EXERCISE REQUIREMENTS – Copy out the whole article about Johnson Service Group word for word.

Textile rental, laundry service and workwear provider Johnson Service Group (LSE: JSG) has come a long way since its operational problems of 13 or so years ago. Back then, although most divisions were performing well, the firm’s Stalbridge business was losing money. The directors thought the recovery programme of the time would take longer to execute than they previously thought, which led to a profit warning.
Why am I bothering to mention such ancient history? Because the share price collapsed on the news, which more or less arrived just before last decade’s credit-crunch. Many will be wondering whether the stock is likely to plunge again if we see another general economic slowdown.
Recovery and growth
But Johnson did sort out its operational problems and has been posting pleasing trading and financial figures for a long time. The six-year record shows generally rising revenue and steady annual advances in normalised earnings per share, operating cash flow, and in the dividend.
My read of the situation is that the operational problems materialised before the general slowdown induced by the credit crisis. Indeed, when the economy was apparently booming, Stalbridge was losing money, so I think the problems were internal. Yet the post-credit-crunch stock market was an unforgiving environment for all shares, and it’s possible that the fall in the share price went too far.

Saved data entries:
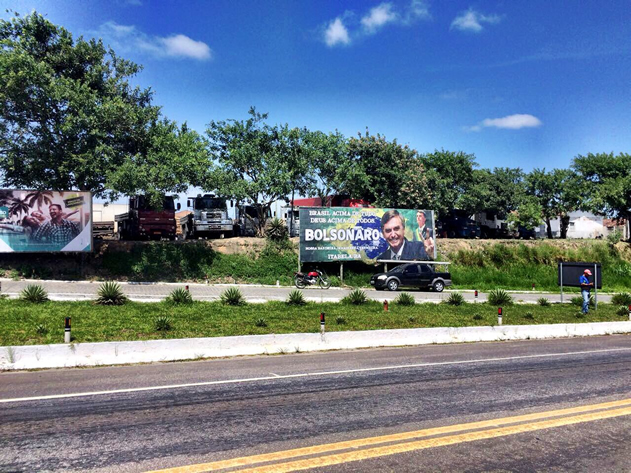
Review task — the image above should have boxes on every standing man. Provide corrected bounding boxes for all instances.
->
[32,204,81,249]
[414,210,434,256]
[377,210,429,261]
[578,269,594,314]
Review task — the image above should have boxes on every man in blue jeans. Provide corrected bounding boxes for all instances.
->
[578,269,594,314]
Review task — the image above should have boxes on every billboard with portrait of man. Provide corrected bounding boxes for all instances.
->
[0,189,92,253]
[300,207,436,263]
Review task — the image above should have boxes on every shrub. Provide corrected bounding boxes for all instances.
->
[96,281,129,305]
[285,289,307,305]
[35,324,48,336]
[537,297,550,307]
[342,289,368,305]
[219,287,246,305]
[445,292,466,306]
[155,315,173,332]
[570,296,596,307]
[487,289,513,306]
[607,229,622,245]
[394,292,416,306]
[166,287,193,305]
[616,305,629,317]
[265,217,289,242]
[20,284,48,304]
[611,292,631,306]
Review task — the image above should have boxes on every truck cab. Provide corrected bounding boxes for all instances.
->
[115,195,181,240]
[182,194,235,238]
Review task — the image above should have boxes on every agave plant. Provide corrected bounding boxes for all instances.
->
[96,281,129,305]
[167,287,193,304]
[286,289,307,305]
[20,284,48,304]
[219,287,246,305]
[445,292,466,306]
[342,289,368,305]
[487,289,513,306]
[394,292,416,306]
[155,315,173,332]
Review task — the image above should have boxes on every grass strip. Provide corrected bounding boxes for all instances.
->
[0,300,627,346]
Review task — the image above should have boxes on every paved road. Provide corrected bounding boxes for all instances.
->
[0,279,611,303]
[0,336,631,472]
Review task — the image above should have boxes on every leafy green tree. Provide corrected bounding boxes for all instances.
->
[421,150,477,216]
[507,196,543,230]
[347,131,432,208]
[107,119,212,206]
[525,169,581,238]
[0,13,204,199]
[572,153,631,239]
[203,107,311,235]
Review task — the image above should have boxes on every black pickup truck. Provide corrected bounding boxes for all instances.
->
[370,263,451,292]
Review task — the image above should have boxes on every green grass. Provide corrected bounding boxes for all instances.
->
[0,300,626,346]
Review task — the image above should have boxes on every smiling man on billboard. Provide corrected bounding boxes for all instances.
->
[377,210,429,261]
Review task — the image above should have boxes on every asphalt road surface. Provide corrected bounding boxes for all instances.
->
[0,336,631,473]
[0,279,611,304]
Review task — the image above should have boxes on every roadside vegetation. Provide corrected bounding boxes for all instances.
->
[0,299,631,346]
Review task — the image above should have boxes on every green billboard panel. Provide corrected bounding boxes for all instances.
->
[0,189,92,253]
[300,207,436,263]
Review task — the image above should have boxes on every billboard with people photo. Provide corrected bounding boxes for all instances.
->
[300,207,436,263]
[0,189,92,253]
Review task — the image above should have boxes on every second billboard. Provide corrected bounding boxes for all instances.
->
[300,207,436,263]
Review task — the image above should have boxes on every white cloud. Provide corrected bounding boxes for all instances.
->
[465,113,543,131]
[450,8,500,33]
[362,3,397,34]
[319,0,431,47]
[324,17,350,47]
[161,34,212,60]
[95,21,212,61]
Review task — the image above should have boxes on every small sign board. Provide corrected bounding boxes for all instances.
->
[557,262,603,289]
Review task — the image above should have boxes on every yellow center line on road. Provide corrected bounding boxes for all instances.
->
[150,399,631,473]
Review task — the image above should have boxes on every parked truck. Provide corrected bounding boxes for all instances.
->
[115,195,181,240]
[178,194,238,239]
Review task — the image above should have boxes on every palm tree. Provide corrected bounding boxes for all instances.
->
[9,197,31,215]
[0,190,13,207]
[24,191,53,212]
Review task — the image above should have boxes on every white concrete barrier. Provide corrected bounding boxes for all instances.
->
[0,321,631,370]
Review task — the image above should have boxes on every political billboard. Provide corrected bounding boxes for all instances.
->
[0,189,92,253]
[300,207,436,263]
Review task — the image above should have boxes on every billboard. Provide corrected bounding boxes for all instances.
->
[0,189,92,253]
[300,207,436,263]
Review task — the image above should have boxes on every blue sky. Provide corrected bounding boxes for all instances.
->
[0,0,631,171]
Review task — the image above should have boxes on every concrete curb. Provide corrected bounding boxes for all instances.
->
[0,322,631,370]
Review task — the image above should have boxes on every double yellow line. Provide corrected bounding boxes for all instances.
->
[151,399,631,473]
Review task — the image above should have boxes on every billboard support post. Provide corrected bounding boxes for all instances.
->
[594,263,598,310]
[559,263,563,304]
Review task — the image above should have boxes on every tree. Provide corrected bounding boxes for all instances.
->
[203,107,310,235]
[421,150,477,216]
[572,153,631,239]
[507,196,542,230]
[525,169,581,238]
[107,119,212,205]
[347,131,432,208]
[0,13,202,199]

RESULT OF THE TASK –
Textile rental, laundry service and workwear provider Johnson Service Group (LSE: JSG) has come a long way since its operational problems of 13 or so years ago. Back then, although most divisions were performing well, the firm’s Stalbridge business was losing money. The directors thought the recovery programme of the time would take longer to execute than they previously thought, which led to a profit warning.
Why am I bothering to mention such ancient history? Because the share price collapsed on the news, which more or less arrived just before last decade’s credit-crunch. Many will be wondering whether the stock is likely to plunge again if we see another general economic slowdown.
Recovery and growth
But Johnson did sort out its operational problems and has been posting pleasing trading and financial figures for a long time. The six-year record shows generally rising revenue and steady annual advances in normalised earnings per share, operating cash flow, and in the dividend.
My read of the situation is that the operational problems materialised before the general slowdown induced by the credit crisis. Indeed, when the economy was apparently booming, Stalbridge was losing money, so I think the problems were internal. Yet the post-credit-crunch stock market was an unforgiving environment for all shares, and it’s possible that the fall in the share price went too far.